** Opening SUPPLIED RECORDS block **
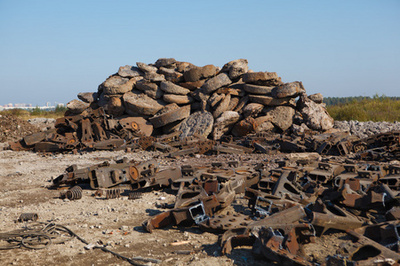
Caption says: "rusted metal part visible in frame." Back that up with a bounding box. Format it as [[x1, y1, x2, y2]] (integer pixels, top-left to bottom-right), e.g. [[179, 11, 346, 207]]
[[340, 181, 396, 210], [18, 213, 39, 222], [119, 117, 153, 136], [353, 221, 400, 250], [92, 139, 126, 150], [308, 162, 345, 184], [66, 186, 82, 200], [380, 165, 400, 191], [105, 188, 121, 199], [130, 167, 182, 190], [23, 130, 54, 146], [386, 207, 400, 221], [199, 212, 253, 233], [272, 170, 305, 201], [9, 140, 30, 151], [332, 230, 400, 265], [35, 142, 64, 152], [310, 200, 364, 235], [92, 122, 108, 141], [128, 191, 142, 200], [138, 136, 156, 150], [252, 225, 315, 266], [80, 118, 94, 147]]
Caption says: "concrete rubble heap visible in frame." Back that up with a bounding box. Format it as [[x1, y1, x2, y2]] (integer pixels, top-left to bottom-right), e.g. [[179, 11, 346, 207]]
[[71, 58, 333, 139], [9, 58, 337, 153]]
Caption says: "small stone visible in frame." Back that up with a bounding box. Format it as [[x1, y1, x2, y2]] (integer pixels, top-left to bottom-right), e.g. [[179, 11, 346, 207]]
[[309, 93, 323, 104], [120, 225, 129, 231]]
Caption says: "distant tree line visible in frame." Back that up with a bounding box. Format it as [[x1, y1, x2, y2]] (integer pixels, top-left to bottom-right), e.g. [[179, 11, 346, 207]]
[[324, 95, 400, 106]]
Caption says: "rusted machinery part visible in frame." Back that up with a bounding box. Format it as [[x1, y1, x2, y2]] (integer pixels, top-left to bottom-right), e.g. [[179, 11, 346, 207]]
[[94, 189, 103, 197], [119, 117, 153, 136], [66, 186, 82, 200], [129, 166, 139, 181], [128, 191, 142, 200], [18, 213, 39, 222], [149, 105, 191, 128], [139, 136, 156, 150], [105, 188, 121, 199]]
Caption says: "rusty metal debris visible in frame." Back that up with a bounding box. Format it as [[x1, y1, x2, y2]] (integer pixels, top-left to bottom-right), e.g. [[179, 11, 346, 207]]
[[24, 129, 399, 264], [18, 213, 39, 223]]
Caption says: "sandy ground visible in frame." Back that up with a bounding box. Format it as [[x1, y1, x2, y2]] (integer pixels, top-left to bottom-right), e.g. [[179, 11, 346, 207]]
[[0, 148, 279, 266]]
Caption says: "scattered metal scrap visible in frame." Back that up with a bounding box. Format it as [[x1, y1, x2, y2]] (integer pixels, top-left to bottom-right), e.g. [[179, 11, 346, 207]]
[[50, 151, 400, 265]]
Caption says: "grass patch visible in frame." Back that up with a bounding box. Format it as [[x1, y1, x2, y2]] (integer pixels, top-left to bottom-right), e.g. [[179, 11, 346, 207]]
[[0, 105, 67, 120], [326, 95, 400, 122]]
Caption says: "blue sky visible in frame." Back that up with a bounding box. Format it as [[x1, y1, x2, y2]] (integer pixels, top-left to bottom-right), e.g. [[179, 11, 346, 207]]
[[0, 0, 399, 106]]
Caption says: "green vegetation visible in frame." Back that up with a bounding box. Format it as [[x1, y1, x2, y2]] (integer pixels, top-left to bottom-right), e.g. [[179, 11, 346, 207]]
[[0, 105, 67, 119], [325, 95, 400, 122]]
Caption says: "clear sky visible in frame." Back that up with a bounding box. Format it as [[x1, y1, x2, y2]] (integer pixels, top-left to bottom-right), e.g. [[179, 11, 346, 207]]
[[0, 0, 399, 106]]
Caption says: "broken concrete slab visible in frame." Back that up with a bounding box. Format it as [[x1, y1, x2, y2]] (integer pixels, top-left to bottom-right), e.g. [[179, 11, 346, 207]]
[[100, 76, 136, 95], [155, 58, 177, 69], [160, 81, 191, 95], [66, 99, 90, 114], [298, 93, 334, 131], [243, 103, 264, 118], [78, 92, 98, 103], [212, 111, 240, 140], [242, 72, 282, 86], [248, 95, 295, 106], [123, 91, 165, 116], [118, 65, 143, 78], [243, 84, 274, 95], [221, 59, 249, 80], [202, 73, 232, 94], [272, 81, 305, 99], [263, 105, 295, 132], [163, 94, 194, 105], [183, 65, 217, 82], [136, 62, 158, 73], [149, 104, 191, 128], [213, 93, 231, 119], [179, 111, 214, 138], [309, 93, 323, 104]]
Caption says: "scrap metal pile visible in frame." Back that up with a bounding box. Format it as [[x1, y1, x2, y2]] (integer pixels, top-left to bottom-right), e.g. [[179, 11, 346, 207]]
[[9, 58, 335, 152], [51, 131, 400, 264]]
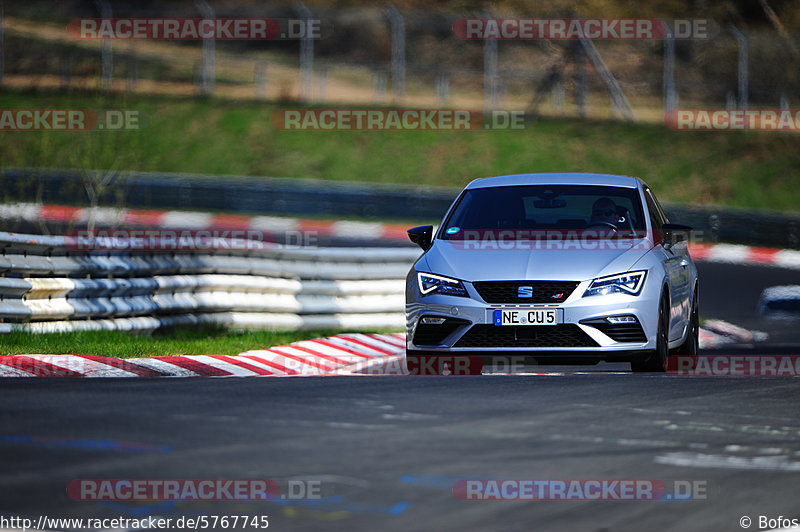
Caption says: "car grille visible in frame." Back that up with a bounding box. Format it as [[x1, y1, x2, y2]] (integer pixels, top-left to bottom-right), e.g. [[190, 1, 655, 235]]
[[587, 322, 647, 343], [413, 318, 469, 346], [454, 324, 598, 348], [472, 281, 580, 304]]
** Closing SUPPLIED RECORDS block **
→ **THE PROBLEM**
An exact copy of the listing above, minus its pictures, is what is needed here.

→ **ANSWER TO THE PROBLEM**
Caption says: "rusted metal part visible in frame." Back that up with a bounding box. Format it as [[x1, y1, x2, y2]] (integer pixels, top-left to bottom-right), e.g. [[179, 11, 346, 207]]
[[340, 181, 396, 210], [18, 213, 39, 222], [119, 117, 153, 136], [353, 221, 400, 250], [92, 139, 126, 150], [308, 162, 345, 184], [66, 186, 82, 200], [380, 165, 400, 191], [105, 188, 121, 199], [130, 167, 182, 190], [23, 130, 54, 146], [386, 207, 400, 221], [199, 212, 253, 233], [272, 170, 305, 201], [9, 140, 30, 151], [332, 230, 400, 265], [35, 142, 64, 152], [310, 200, 364, 235], [92, 122, 108, 141], [128, 191, 142, 200], [138, 136, 156, 150], [252, 225, 315, 266], [80, 118, 94, 147]]
Caption says: "concrete rubble heap visible in frame." Back that up with a bounding box. Format it as [[x1, y1, x2, y2]] (integer pixels, top-left to bottom-right), e.g. [[179, 11, 346, 207]]
[[71, 58, 333, 139], [9, 58, 337, 153]]
Caption says: "small stone visible in frame." Back that up with a bounding box. Format it as [[x1, y1, x2, y2]] (integer pixels, top-left to bottom-right), e.g. [[179, 11, 346, 207]]
[[309, 93, 323, 104], [120, 225, 129, 231]]
Caption says: "distant tree line visible in frame." Back that up with a bounding box. Format it as [[x1, y1, x2, y2]] (integer pixels, top-left to bottom-right), e.g. [[179, 11, 346, 207]]
[[324, 95, 400, 106]]
Caption says: "rusted machinery part visible in frame." Back that up with a bounding box. Format it as [[x1, y1, x2, y2]] (integer pixels, top-left to bottom-right), e.g. [[179, 11, 346, 207]]
[[94, 189, 103, 197], [119, 117, 153, 136], [66, 186, 82, 200], [129, 166, 139, 181], [128, 191, 142, 200], [18, 213, 39, 222], [149, 105, 191, 128], [139, 136, 156, 150], [105, 188, 121, 199]]
Caption says: "rusty metal debris visible in frame." Back that up with a bounding box. Format it as [[x1, y1, x2, y2]] (integer pixels, top-left to bottom-right), e.g. [[179, 11, 346, 207]]
[[24, 129, 399, 264], [18, 213, 39, 223]]
Caption says: "sandy ground visible in frame." Back that up with a bounding box. Format it as [[x1, y1, x2, y2]] (integer pixels, top-left to bottom-right), e.g. [[179, 11, 346, 207]]
[[0, 148, 279, 266]]
Caption says: "scattered metal scrap visible in frame." Back that up with a bounding box. Format it as [[x1, y1, x2, y2]] (integer pixels, top-left to bottom-right), e.g. [[179, 11, 346, 207]]
[[50, 151, 400, 265]]
Caption says: "grass patch visible in frame." Back that up with a bounding box. Format it as [[x1, y1, x2, y2]] (integer pixels, top-left to bottom-right), e.g. [[179, 11, 346, 207]]
[[0, 105, 67, 120], [326, 95, 400, 122]]
Caption says: "blue sky visible in frame." Back that up with a bounding box. Format it as [[x1, y1, x2, y2]] (integer pixels, top-left to bottom-right), e.g. [[179, 11, 346, 207]]
[[0, 0, 399, 106]]
Caption says: "green vegetation visible in frame." Back that up with a bounding box. Format it as [[x1, y1, x2, y2]] (integer pixels, top-left to bottom-right), e.g. [[179, 11, 346, 207]]
[[0, 105, 67, 119], [325, 95, 400, 122]]
Caption says: "clear sky visible in frame." Back that up with a bounding box. Format it as [[x1, y1, x2, y2]] (integer pixels, top-left to bottom-right), e.g. [[179, 11, 346, 207]]
[[0, 0, 399, 106]]
Caption says: "broken concrete slab visible in frame." Back that up with a bounding box. Format it as [[x1, y1, x2, y2]] (integer pixels, top-left to bottom-right), e.g. [[179, 11, 346, 207]]
[[100, 76, 136, 95], [155, 58, 177, 69], [160, 81, 191, 95], [66, 99, 90, 114], [298, 93, 334, 131], [243, 103, 264, 118], [78, 92, 98, 103], [212, 111, 240, 140], [242, 72, 282, 86], [248, 95, 295, 106], [123, 91, 165, 116], [118, 65, 143, 78], [243, 84, 274, 95], [221, 59, 249, 80], [202, 73, 232, 94], [272, 81, 305, 99], [263, 105, 295, 132], [163, 94, 194, 105], [183, 65, 217, 82], [136, 62, 158, 73], [149, 104, 191, 128], [213, 93, 231, 119], [179, 111, 214, 138], [309, 93, 323, 104]]
Caption says: "scrap metal pile visible in frame." Back that up with a bounding box. Format it as [[x1, y1, x2, y2]] (integer pixels, top-left to bottom-right), e.g. [[179, 11, 346, 207]]
[[9, 58, 335, 152], [51, 131, 400, 264]]
Caption says: "car grille visible in frame." Back that up with a bounding box. Format it as [[x1, y1, x2, y2]] (integer pixels, top-left to bottom-right), e.g. [[190, 1, 655, 235]]
[[587, 322, 647, 343], [413, 318, 469, 346], [454, 324, 598, 348], [472, 281, 580, 304]]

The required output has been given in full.